At the end of July, following months of rumours, and an even longer time period of speculation that it was an inevitable progression, OpenAI announced its AI-powered search engine: SearchGPT. In an interview from March, OpenAI CEO Sam Altman had pondered whether “maybe there’s just some much better way to help people find and act on and synthesise information” – a fairly implicit challenge to the monopoly of Google – and this is evidently what SearchGPT will try to achieve. The stated goal is to eventually integrate the search functionality into ChatGPT.
The demonstration of the prototype has left interested parties with multiple questions but perhaps the most significant is how will it be any different to Google, and what will be the motivation for web users to switch their search engine?
Visually, the key difference between traditional search, and what SearchGPT hopes to achieve, is the results page that users will be presented with. A SearchGPT query will provide a textual answer, (hopefully) succinctly addressing your question, as opposed to the list of URLs that web users are well accustomed with. Crucially, there will be an increased focus on source attribution – a common complaint of ChatGPT and otherlarge language models (LLMs) is the opacity with which they source information and the inability to verify the truth of what is being presented. SearchGPT will provide clear citing and linking to the original sources of information, allowing browsers to confirm the content and evaluate its credibility. While this will not bring an end to hallucinations (teaser videos from the launch were ridiculed for some of the inaccuracies they displayed) it will bring an increased level of accountability to results and allow users to check they have not been given a useless answer.

● **Data excerpts**
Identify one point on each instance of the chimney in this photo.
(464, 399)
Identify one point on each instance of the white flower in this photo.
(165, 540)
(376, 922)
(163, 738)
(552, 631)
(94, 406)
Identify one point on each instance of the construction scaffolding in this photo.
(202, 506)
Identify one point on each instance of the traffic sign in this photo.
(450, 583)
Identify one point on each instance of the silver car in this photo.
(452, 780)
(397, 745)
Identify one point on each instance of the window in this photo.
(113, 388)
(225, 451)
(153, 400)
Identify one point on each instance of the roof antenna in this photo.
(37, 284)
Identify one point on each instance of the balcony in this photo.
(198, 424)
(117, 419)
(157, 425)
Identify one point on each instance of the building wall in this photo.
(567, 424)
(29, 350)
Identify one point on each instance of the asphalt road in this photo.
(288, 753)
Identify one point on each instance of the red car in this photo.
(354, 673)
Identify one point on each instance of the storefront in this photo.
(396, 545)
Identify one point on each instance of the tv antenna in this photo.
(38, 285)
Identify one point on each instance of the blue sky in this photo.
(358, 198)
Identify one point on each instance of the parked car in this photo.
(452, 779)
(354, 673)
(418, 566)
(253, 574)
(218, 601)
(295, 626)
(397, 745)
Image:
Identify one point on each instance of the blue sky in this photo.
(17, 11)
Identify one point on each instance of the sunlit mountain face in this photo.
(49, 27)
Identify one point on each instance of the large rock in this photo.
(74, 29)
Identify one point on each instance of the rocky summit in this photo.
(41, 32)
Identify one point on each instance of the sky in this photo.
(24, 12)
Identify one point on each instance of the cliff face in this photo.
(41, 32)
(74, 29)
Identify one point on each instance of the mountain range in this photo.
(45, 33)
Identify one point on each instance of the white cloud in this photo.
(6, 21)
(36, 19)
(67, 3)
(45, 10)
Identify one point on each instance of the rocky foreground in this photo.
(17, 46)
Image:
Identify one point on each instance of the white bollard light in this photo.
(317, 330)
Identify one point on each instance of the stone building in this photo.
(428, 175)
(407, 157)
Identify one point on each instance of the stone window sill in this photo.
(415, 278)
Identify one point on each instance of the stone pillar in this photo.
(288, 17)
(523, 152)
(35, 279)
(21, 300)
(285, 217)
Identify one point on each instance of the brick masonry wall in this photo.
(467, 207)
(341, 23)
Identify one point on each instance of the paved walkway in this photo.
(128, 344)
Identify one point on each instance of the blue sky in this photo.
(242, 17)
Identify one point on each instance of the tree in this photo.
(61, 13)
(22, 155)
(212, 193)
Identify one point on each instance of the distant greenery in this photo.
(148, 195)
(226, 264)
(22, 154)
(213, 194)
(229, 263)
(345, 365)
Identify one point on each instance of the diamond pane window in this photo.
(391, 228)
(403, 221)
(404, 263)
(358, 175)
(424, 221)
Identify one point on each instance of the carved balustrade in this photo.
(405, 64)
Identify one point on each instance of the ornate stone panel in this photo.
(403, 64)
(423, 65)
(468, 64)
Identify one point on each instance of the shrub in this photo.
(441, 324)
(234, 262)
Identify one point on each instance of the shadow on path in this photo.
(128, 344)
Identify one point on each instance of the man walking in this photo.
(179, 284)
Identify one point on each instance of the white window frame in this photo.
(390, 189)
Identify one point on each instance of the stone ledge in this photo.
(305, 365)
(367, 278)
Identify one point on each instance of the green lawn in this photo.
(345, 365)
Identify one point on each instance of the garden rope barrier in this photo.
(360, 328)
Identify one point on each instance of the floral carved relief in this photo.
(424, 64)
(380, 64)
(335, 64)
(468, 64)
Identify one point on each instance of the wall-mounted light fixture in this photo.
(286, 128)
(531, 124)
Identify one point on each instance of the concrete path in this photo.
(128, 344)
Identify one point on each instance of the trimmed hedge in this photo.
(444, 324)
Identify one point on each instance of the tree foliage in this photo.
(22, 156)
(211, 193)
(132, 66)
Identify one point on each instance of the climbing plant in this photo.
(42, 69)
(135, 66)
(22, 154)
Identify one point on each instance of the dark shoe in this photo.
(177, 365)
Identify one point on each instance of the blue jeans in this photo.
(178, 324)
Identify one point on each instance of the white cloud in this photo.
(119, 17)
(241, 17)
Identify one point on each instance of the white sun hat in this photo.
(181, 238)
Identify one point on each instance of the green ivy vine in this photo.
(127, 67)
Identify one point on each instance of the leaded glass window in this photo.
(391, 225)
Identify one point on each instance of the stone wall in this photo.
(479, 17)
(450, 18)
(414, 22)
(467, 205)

● **Problem 1**
In the article about SearchGPT, what is the stated eventual goal for its search functionality?
● **Problem 2**
Continue the article about OpenAI's SearchGPT, beginning after its final sentence.

● **Response area 1**
To integrate it into ChatGPT.

● **Response area 2**
Conversational tone
Users of LLMs will be familiar with the conversational tone with which queries are responded to, and they can expect the same from SearchGPT, which will retain the ability for users to refine questions and ask follow ups. It is this user experience which perhaps presents the biggest contrast to traditional search: scrolling through multiple results, browsing multiple URLs to obtain and verify information – these are the tasks which SearchGPT is looking to eliminate. If the engine operates as envisaged, it will be more akin to an assistant providing answers, than as the research tool that current search engines are. The demonstration also revealed a ‘visual answers’ feature but it is not entirely clear how that works at the moment.
An ad-free experience
Another significant deviation from traditional search engines is the presence of ads: for now, SearchGPT won’t have them, or at least doesn’t appear to. At this time, SearchGPT will be available to those who are already paying $20 a month for access to the GPT-4o model, which is how it will fund itself in the short term, but this raises some interesting points. From a user experience perspective, this could be a significant motivation for switching. Ad-supported products are often viewed more sceptically and as digital literacy increases and people become more aware of their digital footprint, the prospect of an ad-free experience is increasingly valuable and desirable. What is more, there will be less visible evidence that the results you are being presented with have been influenced by the highest bidder. However, the longevity and sustainability of this financial approach must come into question. Data training, hosting, and interference costs are likely to become, if they are not already, significant financial burdens for OpenAI and it is unclear whether they can get enough users to sign up to the paid service.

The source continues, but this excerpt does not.